## What you have to do:
Could you print, character for character, the part of the entries below that runs from the line with "paving stone path" to the line with "top-left (317, 96), bottom-right (387, 123)", keeping both of those lines and nothing outside them?

** begin **

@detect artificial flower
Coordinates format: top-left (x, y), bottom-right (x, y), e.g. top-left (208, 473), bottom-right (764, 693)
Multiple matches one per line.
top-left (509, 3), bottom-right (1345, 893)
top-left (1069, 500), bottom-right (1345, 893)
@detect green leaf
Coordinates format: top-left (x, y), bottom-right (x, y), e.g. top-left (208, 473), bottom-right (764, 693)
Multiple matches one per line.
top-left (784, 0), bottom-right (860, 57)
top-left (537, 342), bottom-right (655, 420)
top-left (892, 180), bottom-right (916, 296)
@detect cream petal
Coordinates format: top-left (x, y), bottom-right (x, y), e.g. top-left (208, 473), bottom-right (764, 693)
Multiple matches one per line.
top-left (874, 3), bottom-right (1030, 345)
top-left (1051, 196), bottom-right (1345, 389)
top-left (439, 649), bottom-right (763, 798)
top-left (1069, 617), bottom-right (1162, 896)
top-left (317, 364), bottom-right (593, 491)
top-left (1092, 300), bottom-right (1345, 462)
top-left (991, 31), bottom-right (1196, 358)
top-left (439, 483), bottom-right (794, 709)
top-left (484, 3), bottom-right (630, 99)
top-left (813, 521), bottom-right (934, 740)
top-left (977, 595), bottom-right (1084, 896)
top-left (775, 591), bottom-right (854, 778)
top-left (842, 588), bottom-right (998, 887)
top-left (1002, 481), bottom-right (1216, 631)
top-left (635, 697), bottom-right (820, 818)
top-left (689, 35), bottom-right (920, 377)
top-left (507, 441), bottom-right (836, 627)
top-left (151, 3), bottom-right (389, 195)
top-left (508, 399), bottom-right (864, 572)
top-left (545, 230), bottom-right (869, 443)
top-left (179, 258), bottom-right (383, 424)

** end **
** begin **

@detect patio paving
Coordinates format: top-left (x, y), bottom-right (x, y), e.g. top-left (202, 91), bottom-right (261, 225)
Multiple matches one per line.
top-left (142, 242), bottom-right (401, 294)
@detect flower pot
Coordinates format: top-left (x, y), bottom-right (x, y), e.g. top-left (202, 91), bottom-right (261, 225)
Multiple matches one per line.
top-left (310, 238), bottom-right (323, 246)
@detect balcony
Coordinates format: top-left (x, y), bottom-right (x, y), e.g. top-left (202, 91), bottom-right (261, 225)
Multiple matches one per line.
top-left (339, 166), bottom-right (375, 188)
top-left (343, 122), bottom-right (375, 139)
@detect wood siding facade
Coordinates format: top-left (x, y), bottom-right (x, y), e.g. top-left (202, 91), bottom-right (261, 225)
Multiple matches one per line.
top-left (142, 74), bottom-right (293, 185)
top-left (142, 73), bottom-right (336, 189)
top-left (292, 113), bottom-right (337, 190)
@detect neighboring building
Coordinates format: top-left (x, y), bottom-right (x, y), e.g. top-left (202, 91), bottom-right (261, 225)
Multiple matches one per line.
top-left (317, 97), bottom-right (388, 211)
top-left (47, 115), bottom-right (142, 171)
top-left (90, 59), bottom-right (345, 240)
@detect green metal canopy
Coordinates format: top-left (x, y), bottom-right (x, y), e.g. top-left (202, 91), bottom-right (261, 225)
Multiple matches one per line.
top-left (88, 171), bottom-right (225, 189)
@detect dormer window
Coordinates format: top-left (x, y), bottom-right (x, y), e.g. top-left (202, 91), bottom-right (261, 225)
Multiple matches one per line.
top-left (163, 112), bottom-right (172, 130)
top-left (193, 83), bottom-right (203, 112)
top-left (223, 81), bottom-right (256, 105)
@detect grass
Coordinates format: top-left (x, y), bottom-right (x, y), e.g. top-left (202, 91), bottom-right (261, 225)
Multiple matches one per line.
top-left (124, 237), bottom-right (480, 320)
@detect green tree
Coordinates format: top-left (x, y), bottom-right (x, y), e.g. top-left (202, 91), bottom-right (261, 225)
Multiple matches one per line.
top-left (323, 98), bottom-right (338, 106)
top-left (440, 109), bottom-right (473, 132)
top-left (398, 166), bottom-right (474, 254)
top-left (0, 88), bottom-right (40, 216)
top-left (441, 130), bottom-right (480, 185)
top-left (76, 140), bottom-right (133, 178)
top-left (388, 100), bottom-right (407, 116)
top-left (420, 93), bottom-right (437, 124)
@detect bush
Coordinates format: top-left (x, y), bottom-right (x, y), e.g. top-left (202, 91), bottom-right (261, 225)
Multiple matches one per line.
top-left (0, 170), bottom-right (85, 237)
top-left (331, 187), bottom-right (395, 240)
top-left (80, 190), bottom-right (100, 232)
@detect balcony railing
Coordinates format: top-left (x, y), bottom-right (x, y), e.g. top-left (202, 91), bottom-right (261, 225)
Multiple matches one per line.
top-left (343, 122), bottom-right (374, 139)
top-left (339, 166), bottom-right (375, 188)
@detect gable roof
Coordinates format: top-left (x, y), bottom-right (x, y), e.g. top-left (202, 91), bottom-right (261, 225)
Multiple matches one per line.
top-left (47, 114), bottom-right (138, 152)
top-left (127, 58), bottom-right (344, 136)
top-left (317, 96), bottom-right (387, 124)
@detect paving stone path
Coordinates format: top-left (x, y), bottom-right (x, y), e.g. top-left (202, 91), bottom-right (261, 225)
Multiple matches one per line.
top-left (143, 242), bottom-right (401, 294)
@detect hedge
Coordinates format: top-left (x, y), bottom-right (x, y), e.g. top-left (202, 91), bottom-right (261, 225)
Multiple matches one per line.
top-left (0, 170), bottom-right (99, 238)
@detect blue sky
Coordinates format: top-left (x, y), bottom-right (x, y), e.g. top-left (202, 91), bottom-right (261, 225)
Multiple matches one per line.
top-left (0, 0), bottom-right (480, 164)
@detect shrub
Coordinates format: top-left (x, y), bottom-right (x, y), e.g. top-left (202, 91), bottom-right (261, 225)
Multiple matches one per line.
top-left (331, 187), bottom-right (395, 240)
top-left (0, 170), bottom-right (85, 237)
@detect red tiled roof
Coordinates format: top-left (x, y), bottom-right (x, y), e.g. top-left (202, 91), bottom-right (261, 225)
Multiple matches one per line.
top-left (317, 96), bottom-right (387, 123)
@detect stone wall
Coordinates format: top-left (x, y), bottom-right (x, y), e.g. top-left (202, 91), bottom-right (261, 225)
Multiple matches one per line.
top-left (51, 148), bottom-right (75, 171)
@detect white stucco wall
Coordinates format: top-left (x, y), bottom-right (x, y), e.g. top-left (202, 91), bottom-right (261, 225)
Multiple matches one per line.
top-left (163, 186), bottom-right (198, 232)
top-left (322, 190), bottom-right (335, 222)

** end **

## Answer:
@detect paving stone path
Coordinates format: top-left (x, y), bottom-right (x, y), e.g. top-left (202, 91), bottom-right (261, 225)
Multiple matches one per line.
top-left (143, 242), bottom-right (401, 294)
@detect hedge
Coordinates format: top-left (x, y), bottom-right (x, y), e.g. top-left (202, 91), bottom-right (261, 225)
Multiple matches one per line.
top-left (0, 170), bottom-right (99, 238)
@detect blue sky
Coordinates format: top-left (x, y), bottom-right (x, y), e.g. top-left (202, 91), bottom-right (261, 225)
Multiple matches one per line.
top-left (0, 0), bottom-right (480, 164)
@detect shrub
Coordinates format: top-left (x, y), bottom-right (x, y), e.g. top-left (202, 91), bottom-right (261, 225)
Multiple matches one per line.
top-left (331, 187), bottom-right (395, 240)
top-left (0, 170), bottom-right (85, 237)
@detect red tiled roof
Coordinates format: top-left (x, y), bottom-right (x, y), e.g. top-left (202, 91), bottom-right (261, 225)
Multiple matches one per line.
top-left (317, 96), bottom-right (387, 123)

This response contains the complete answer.